- _REQUEST_
Filter the records below and copy out every line that contains the string "green". Case counts.

* START DATA FOR THE TASK *

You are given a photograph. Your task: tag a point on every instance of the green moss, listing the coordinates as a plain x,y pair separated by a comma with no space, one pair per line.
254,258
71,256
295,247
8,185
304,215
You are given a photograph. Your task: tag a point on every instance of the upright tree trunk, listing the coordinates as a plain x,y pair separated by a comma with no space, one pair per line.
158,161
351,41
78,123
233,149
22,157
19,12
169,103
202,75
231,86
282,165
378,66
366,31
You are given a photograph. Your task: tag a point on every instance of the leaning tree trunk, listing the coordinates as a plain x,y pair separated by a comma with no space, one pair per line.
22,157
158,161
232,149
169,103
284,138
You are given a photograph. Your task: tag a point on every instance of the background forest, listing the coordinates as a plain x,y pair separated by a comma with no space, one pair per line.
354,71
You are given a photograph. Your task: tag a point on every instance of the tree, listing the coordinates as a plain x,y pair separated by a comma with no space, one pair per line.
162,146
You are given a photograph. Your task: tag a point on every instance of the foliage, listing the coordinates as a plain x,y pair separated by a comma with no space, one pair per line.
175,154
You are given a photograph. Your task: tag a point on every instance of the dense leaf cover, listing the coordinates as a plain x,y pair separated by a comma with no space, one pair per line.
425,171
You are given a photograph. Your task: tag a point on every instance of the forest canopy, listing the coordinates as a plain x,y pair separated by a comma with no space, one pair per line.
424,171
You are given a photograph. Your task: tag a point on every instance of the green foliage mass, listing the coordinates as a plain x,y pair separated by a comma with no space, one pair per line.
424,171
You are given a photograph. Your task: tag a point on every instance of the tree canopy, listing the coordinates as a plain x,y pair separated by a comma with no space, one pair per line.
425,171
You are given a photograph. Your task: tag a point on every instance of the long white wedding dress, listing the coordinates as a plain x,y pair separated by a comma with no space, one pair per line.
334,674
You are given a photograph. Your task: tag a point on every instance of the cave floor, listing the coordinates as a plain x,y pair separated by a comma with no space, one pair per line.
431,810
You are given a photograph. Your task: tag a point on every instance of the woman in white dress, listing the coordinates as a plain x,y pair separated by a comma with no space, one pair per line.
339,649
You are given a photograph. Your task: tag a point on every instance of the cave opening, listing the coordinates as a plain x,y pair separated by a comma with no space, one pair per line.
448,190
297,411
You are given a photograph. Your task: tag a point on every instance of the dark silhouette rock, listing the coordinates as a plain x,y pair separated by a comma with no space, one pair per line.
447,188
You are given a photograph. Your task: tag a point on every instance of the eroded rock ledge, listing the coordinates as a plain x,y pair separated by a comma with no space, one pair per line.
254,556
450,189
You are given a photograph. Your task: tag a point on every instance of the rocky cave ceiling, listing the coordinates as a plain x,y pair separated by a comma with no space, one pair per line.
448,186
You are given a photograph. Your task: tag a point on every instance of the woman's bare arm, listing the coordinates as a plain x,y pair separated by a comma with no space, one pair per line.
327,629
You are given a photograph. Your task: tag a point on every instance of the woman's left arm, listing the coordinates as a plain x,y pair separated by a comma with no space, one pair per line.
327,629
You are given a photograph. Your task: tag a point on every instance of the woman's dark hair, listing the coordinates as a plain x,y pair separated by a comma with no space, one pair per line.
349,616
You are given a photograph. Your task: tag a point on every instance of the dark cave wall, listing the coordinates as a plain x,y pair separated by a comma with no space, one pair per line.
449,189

* END DATA FOR THE TASK *
* START DATA FOR THE TASK *

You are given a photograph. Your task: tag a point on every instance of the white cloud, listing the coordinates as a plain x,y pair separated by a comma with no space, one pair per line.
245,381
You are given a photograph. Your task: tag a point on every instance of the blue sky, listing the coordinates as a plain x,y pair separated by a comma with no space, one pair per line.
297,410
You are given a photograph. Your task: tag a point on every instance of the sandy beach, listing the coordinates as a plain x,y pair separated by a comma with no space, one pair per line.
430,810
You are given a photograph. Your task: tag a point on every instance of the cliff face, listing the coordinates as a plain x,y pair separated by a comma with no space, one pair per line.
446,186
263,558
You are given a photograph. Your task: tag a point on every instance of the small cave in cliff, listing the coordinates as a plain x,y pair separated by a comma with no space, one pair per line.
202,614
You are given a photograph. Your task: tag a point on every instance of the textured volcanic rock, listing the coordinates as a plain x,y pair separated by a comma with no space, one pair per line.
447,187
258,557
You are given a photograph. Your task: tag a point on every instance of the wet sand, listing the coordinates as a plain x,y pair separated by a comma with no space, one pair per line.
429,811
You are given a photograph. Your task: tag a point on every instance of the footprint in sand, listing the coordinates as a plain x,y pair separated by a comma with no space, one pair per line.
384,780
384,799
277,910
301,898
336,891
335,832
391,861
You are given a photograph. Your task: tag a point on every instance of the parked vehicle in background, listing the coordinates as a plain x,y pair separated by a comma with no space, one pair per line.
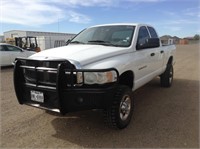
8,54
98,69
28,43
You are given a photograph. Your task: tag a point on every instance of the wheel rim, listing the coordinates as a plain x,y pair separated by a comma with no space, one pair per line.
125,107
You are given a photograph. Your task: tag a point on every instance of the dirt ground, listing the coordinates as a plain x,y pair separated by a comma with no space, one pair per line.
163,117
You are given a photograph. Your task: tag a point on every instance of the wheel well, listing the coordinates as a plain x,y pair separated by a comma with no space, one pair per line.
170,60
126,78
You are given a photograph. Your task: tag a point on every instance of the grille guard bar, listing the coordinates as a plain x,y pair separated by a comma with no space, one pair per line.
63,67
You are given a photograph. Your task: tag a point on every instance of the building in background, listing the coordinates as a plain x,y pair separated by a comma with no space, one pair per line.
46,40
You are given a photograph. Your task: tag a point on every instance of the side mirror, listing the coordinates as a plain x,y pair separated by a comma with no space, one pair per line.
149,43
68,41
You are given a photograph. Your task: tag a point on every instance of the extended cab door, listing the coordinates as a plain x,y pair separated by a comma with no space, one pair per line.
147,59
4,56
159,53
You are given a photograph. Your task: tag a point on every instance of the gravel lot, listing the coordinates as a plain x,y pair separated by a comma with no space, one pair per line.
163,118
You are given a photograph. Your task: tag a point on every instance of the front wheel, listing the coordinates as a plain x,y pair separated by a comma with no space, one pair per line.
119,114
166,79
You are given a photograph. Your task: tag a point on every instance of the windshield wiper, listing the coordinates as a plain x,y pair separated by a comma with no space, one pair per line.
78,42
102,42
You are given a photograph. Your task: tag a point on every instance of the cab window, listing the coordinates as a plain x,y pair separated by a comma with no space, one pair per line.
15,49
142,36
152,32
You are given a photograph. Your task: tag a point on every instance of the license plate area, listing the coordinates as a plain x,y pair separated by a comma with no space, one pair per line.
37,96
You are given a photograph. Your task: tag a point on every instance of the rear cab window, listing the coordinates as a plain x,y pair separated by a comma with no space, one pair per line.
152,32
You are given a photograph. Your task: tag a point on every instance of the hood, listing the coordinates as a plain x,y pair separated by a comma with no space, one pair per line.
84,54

* END DATA FOR THE TASK *

- _FINAL RESULT_
You are given a photograph. Your task: tag a point on every instance of the green moss, listing the coordinates as a plain x,y pair separated by a comma with no space, one pair per line.
You are given a photograph. Your task: tag a point on every instance of the green foliage mass, listing the coordinates as a plain x,y pair separated by a comma with no space, one pair per line.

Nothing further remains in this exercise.